INFORMATION PROVIDED:
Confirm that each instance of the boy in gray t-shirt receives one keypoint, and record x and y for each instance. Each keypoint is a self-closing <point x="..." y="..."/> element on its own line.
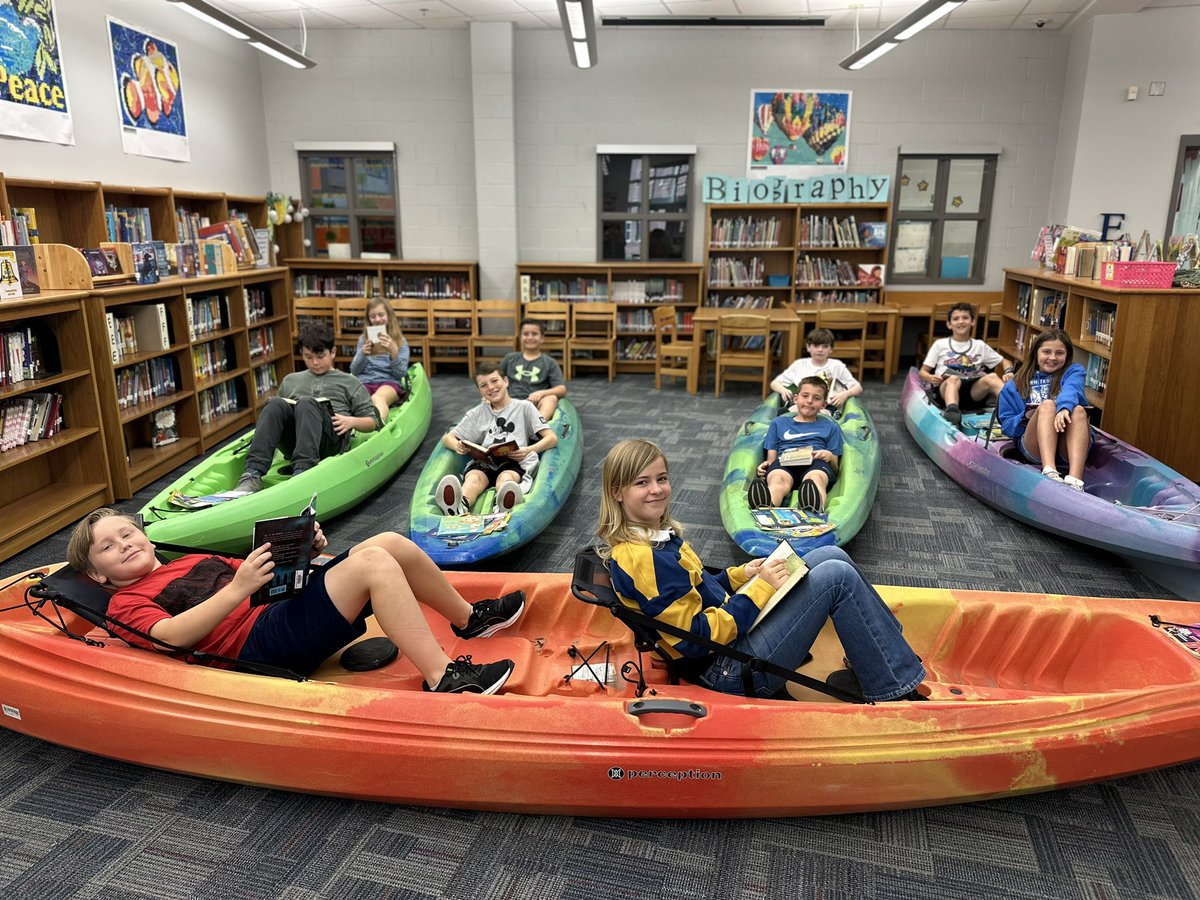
<point x="497" y="420"/>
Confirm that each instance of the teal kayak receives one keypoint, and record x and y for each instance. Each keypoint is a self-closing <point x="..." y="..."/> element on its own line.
<point x="850" y="501"/>
<point x="340" y="481"/>
<point x="552" y="483"/>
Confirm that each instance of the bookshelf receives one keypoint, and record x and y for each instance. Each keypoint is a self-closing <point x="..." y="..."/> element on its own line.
<point x="47" y="484"/>
<point x="760" y="256"/>
<point x="636" y="288"/>
<point x="330" y="289"/>
<point x="1132" y="342"/>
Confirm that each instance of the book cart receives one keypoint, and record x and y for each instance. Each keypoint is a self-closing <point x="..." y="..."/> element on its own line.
<point x="1135" y="345"/>
<point x="636" y="288"/>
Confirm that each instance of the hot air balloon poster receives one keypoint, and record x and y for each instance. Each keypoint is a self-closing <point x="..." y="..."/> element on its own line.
<point x="149" y="93"/>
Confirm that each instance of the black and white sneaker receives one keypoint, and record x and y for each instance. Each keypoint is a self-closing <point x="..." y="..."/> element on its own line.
<point x="491" y="616"/>
<point x="465" y="677"/>
<point x="759" y="495"/>
<point x="449" y="497"/>
<point x="810" y="496"/>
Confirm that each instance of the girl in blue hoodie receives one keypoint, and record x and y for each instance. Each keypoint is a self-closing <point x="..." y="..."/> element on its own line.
<point x="1042" y="409"/>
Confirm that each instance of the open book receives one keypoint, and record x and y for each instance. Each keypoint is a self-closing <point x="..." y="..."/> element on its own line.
<point x="796" y="570"/>
<point x="291" y="539"/>
<point x="496" y="451"/>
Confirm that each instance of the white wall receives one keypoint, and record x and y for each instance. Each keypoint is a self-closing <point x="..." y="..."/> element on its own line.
<point x="222" y="102"/>
<point x="412" y="88"/>
<point x="1125" y="154"/>
<point x="943" y="89"/>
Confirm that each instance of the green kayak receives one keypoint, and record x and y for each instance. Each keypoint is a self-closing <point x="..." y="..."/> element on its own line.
<point x="850" y="501"/>
<point x="340" y="481"/>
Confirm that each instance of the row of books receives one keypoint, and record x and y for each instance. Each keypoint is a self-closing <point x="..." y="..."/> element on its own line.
<point x="258" y="304"/>
<point x="130" y="225"/>
<point x="567" y="289"/>
<point x="825" y="271"/>
<point x="833" y="232"/>
<point x="648" y="291"/>
<point x="22" y="359"/>
<point x="426" y="287"/>
<point x="640" y="351"/>
<point x="22" y="228"/>
<point x="207" y="315"/>
<point x="262" y="342"/>
<point x="736" y="273"/>
<point x="211" y="359"/>
<point x="220" y="400"/>
<point x="744" y="232"/>
<point x="313" y="285"/>
<point x="1097" y="375"/>
<point x="265" y="379"/>
<point x="30" y="418"/>
<point x="1101" y="323"/>
<point x="145" y="381"/>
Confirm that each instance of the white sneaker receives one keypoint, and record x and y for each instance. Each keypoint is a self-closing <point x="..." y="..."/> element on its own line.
<point x="508" y="496"/>
<point x="449" y="496"/>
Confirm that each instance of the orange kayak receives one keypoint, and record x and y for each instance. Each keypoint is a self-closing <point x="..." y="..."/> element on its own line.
<point x="1029" y="693"/>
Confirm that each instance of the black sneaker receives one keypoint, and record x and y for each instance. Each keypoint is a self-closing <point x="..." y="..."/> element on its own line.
<point x="759" y="495"/>
<point x="491" y="616"/>
<point x="810" y="496"/>
<point x="465" y="677"/>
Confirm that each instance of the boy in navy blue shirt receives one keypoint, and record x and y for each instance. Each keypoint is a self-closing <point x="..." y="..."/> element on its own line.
<point x="803" y="449"/>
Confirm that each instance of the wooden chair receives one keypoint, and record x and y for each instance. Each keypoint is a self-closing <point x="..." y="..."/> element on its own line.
<point x="849" y="329"/>
<point x="593" y="333"/>
<point x="414" y="324"/>
<point x="496" y="331"/>
<point x="451" y="331"/>
<point x="556" y="319"/>
<point x="743" y="345"/>
<point x="672" y="357"/>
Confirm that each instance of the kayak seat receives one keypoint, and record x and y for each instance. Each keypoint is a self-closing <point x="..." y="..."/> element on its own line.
<point x="592" y="583"/>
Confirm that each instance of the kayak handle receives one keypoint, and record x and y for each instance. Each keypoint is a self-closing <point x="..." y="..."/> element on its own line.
<point x="679" y="707"/>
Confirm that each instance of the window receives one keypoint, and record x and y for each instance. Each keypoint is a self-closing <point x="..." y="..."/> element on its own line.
<point x="645" y="205"/>
<point x="352" y="201"/>
<point x="940" y="220"/>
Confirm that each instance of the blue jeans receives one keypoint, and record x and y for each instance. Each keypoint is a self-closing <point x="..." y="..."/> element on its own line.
<point x="834" y="588"/>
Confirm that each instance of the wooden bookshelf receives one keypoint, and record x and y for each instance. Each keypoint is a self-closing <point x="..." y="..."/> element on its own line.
<point x="46" y="485"/>
<point x="636" y="288"/>
<point x="761" y="256"/>
<point x="1129" y="341"/>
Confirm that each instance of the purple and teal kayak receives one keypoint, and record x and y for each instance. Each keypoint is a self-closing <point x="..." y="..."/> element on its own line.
<point x="1132" y="505"/>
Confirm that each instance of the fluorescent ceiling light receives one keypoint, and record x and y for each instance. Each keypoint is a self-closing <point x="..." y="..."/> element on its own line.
<point x="580" y="29"/>
<point x="244" y="31"/>
<point x="887" y="40"/>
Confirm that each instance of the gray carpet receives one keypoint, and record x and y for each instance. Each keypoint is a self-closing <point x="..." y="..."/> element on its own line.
<point x="76" y="826"/>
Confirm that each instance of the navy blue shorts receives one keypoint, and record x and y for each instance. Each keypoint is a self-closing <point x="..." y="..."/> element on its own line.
<point x="799" y="472"/>
<point x="303" y="631"/>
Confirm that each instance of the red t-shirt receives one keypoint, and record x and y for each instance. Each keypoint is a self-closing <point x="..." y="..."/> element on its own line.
<point x="178" y="586"/>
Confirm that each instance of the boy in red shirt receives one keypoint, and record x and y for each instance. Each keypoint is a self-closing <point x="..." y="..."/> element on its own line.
<point x="202" y="603"/>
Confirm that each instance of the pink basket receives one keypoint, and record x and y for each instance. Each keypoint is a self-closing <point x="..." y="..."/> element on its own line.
<point x="1138" y="275"/>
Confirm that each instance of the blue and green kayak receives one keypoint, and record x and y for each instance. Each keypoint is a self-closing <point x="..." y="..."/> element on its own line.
<point x="850" y="501"/>
<point x="340" y="481"/>
<point x="552" y="483"/>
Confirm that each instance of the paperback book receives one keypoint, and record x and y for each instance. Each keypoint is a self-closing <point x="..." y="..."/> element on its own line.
<point x="291" y="539"/>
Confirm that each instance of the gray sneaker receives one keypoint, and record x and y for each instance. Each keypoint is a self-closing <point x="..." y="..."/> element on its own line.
<point x="250" y="483"/>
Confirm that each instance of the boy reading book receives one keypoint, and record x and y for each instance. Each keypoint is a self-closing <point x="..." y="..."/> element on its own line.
<point x="312" y="417"/>
<point x="803" y="450"/>
<point x="202" y="603"/>
<point x="498" y="421"/>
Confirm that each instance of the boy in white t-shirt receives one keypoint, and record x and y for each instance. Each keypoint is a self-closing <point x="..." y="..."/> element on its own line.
<point x="843" y="385"/>
<point x="964" y="367"/>
<point x="497" y="420"/>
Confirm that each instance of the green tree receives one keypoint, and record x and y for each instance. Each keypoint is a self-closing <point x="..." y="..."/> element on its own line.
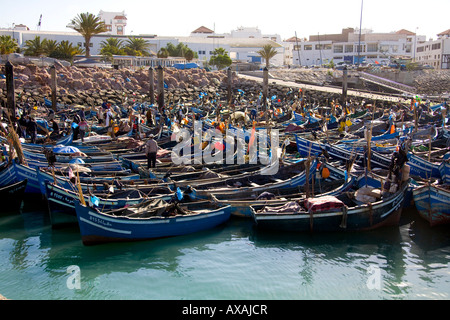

EXERCISE AIM:
Line by line, print the records above exactly, skipping each picture.

SOLUTION FOR THIS TASK:
Confirm that each instance of the boy in gray t-shirt receives one keypoint, and record x and y for each instance. Each keypoint is a self-closing <point x="..." y="..."/> element on its own line.
<point x="497" y="420"/>
Confirm that each instance of the teal kayak receives one keypoint, and record x and y for each instance. Each keypoint is a self-closing <point x="..." y="..."/> element on its own line.
<point x="850" y="501"/>
<point x="340" y="481"/>
<point x="552" y="483"/>
Confirm that each instance of the bookshelf receives one keypoint, and record x and y for each instance. Each keypoint is a self-closing <point x="..." y="..."/> element on its own line.
<point x="47" y="484"/>
<point x="760" y="256"/>
<point x="636" y="288"/>
<point x="330" y="289"/>
<point x="1132" y="342"/>
Confirm that each instance of the book cart receives one keypoint, and record x and y for each instance. Each keypoint is a self-closing <point x="..." y="..."/> element on its own line.
<point x="1135" y="345"/>
<point x="636" y="288"/>
Confirm that each instance of the hot air balloon poster receives one keypoint, and record x and y for each instance. Each keypoint is a self-closing <point x="..." y="..."/> element on its own line.
<point x="149" y="93"/>
Confirm that each instance of the black and white sneaker receives one keypoint, and record x and y for each instance. Each keypoint is a self-closing <point x="..." y="..."/> element on its own line.
<point x="491" y="616"/>
<point x="465" y="677"/>
<point x="759" y="495"/>
<point x="449" y="497"/>
<point x="810" y="496"/>
Confirm that each instance of the girl in blue hoodie receives one keypoint, and record x and y for each instance. Each keypoint is a self-closing <point x="..." y="..."/> element on its own line.
<point x="1042" y="409"/>
Confirm that each instance of the open book receives one keypoint, and record x and y for each instance. Each keypoint is a self-closing <point x="..." y="..."/> element on its own line.
<point x="796" y="570"/>
<point x="291" y="539"/>
<point x="496" y="451"/>
Confirm that each instance of the white wall receives one keypoint, and record x and y for each instance. Each keypoint is a self-closing <point x="..." y="..."/> element on its own line.
<point x="222" y="102"/>
<point x="412" y="88"/>
<point x="1125" y="154"/>
<point x="943" y="89"/>
Confirm that each instance of the green kayak receives one keypoint, and record x and y for each instance. Each keypoint is a self-closing <point x="..." y="..."/> element on its own line.
<point x="850" y="501"/>
<point x="340" y="481"/>
Confirm that each instance of the row of books receives one keypoint, and record x and y for each instance. Each keypoint is a self-closing <point x="..." y="..."/> element on its own line.
<point x="258" y="304"/>
<point x="130" y="225"/>
<point x="567" y="289"/>
<point x="825" y="271"/>
<point x="833" y="232"/>
<point x="648" y="291"/>
<point x="22" y="359"/>
<point x="426" y="287"/>
<point x="640" y="351"/>
<point x="22" y="228"/>
<point x="207" y="315"/>
<point x="262" y="342"/>
<point x="736" y="273"/>
<point x="211" y="359"/>
<point x="220" y="400"/>
<point x="744" y="232"/>
<point x="313" y="285"/>
<point x="1097" y="375"/>
<point x="265" y="379"/>
<point x="30" y="418"/>
<point x="1101" y="323"/>
<point x="145" y="381"/>
Confirm that each instance of the white sneaker receives one keypoint, and record x and y for each instance. Each keypoint is a self-closing <point x="..." y="..."/> element on its own line.
<point x="508" y="496"/>
<point x="449" y="496"/>
Confirm that each instance of the orange kayak receives one keypoint, and record x and y for each instance. Each keypoint is a self-closing <point x="..." y="..."/> element on its own line.
<point x="1029" y="693"/>
Confirm that each instance of the black sneaker receives one keypoint, and record x and y for each instance. Each keypoint is a self-closing <point x="..." y="..."/> element on its own line.
<point x="759" y="495"/>
<point x="491" y="616"/>
<point x="810" y="496"/>
<point x="465" y="677"/>
Confirm that each instance of the boy in navy blue shirt receives one keypoint, and record x and y for each instance. Each keypoint is a self-closing <point x="..." y="..."/> element on its own line.
<point x="803" y="449"/>
Confirm that each instance of the wooden chair receives one keypoint, and record x and y for each instance. Each keypoint is a self-closing <point x="..." y="..."/> element on its own line.
<point x="849" y="329"/>
<point x="593" y="333"/>
<point x="414" y="324"/>
<point x="496" y="331"/>
<point x="451" y="331"/>
<point x="556" y="319"/>
<point x="743" y="345"/>
<point x="672" y="357"/>
Confirm that each instance of the kayak seat receives one keypoint, and record x and y for each instance. Each keypoint is a self-closing <point x="..." y="..."/> element on its own line.
<point x="592" y="583"/>
Confirm that each instance of the kayak handle receives one keypoint, and record x and y for each instance. Each keypoint is a self-closing <point x="..." y="..."/> element on its own line.
<point x="679" y="707"/>
Confirm that each instance of the window receives one keypoint, and record x and y for each instance. Each keypoint is a self-closing <point x="..." y="..."/> element on its own line.
<point x="645" y="205"/>
<point x="352" y="201"/>
<point x="940" y="220"/>
Confirm that each instance of the blue jeans receives one keypoint, and record x and y for each instance. Each keypoint is a self-closing <point x="..." y="..."/> element on its own line.
<point x="834" y="588"/>
Confirm that each instance of the wooden bookshelf receives one keypoint, and record x and y for each instance. Each keypoint is a self-closing <point x="..." y="..."/> element on its own line.
<point x="46" y="485"/>
<point x="636" y="288"/>
<point x="761" y="256"/>
<point x="1129" y="341"/>
Confirm that each instance of the purple and teal kayak receives one keypoint, and record x and y for each instance. Each keypoint is a self-closing <point x="..." y="..."/> element on its own line.
<point x="1132" y="505"/>
Confirm that each instance of the fluorescent ceiling light receives one keypoint, and record x and y for each instance. Each keypoint is a self-closing <point x="..." y="..."/> element on its own line.
<point x="580" y="29"/>
<point x="244" y="31"/>
<point x="887" y="40"/>
Confirm that each instance of the gray carpet receives one keypoint, and record x and y for each instance. Each keypoint is a self-closing <point x="..." y="..."/> element on its own line.
<point x="76" y="826"/>
Confirm that each instance of the navy blue shorts receives one keypoint, and record x and y for each instance. Each keypoint is a self-closing <point x="..." y="..."/> element on its own line.
<point x="799" y="472"/>
<point x="303" y="631"/>
Confirm that each instance of the red t-shirt receives one keypoint, and record x and y for each instance. Each keypoint is a self-closing <point x="..." y="..."/> element on its own line.
<point x="178" y="586"/>
Confirm that each instance of the boy in red shirt receives one keypoint, and record x and y for each instance. Each keypoint is a self-closing <point x="..." y="..."/> element on its own line.
<point x="202" y="603"/>
Confirm that each instance of the pink basket receives one keypoint, and record x and y for each instance. Each keypoint is a self-closing <point x="..." y="..."/> element on its own line.
<point x="1138" y="275"/>
Confirm that each instance of the blue and green kayak receives one keypoint, and record x and y for each instance. Each keypoint is a self-closing <point x="..." y="..."/> element on its own line.
<point x="850" y="501"/>
<point x="340" y="481"/>
<point x="552" y="483"/>
Confirm that each instance of the paperback book receives one keypoint, and record x and y for each instance. Each keypoint is a self-closing <point x="..." y="..."/> element on its own line.
<point x="291" y="539"/>
Confirm that each instance of the gray sneaker receives one keypoint, and record x and y for each instance. Each keypoint is a self-closing <point x="..." y="..."/> element on its own line.
<point x="250" y="483"/>
Confirm that each instance of the boy reading book receives one keypoint, and record x and y for each instance. Each keypoint is a self-closing <point x="..." y="..."/> element on its own line.
<point x="312" y="417"/>
<point x="803" y="450"/>
<point x="202" y="603"/>
<point x="498" y="421"/>
Confirm that each instance of the boy in white t-shirt receives one keypoint, and record x and y for each instance. Each keypoint is a self-closing <point x="..." y="..."/> element on its own line.
<point x="843" y="385"/>
<point x="964" y="367"/>
<point x="497" y="420"/>
Confirm that each instance of the green tree receives one keypoint, and record x and y for each instance. Each keypoint is a self-closing <point x="..." y="..."/> element on its own line.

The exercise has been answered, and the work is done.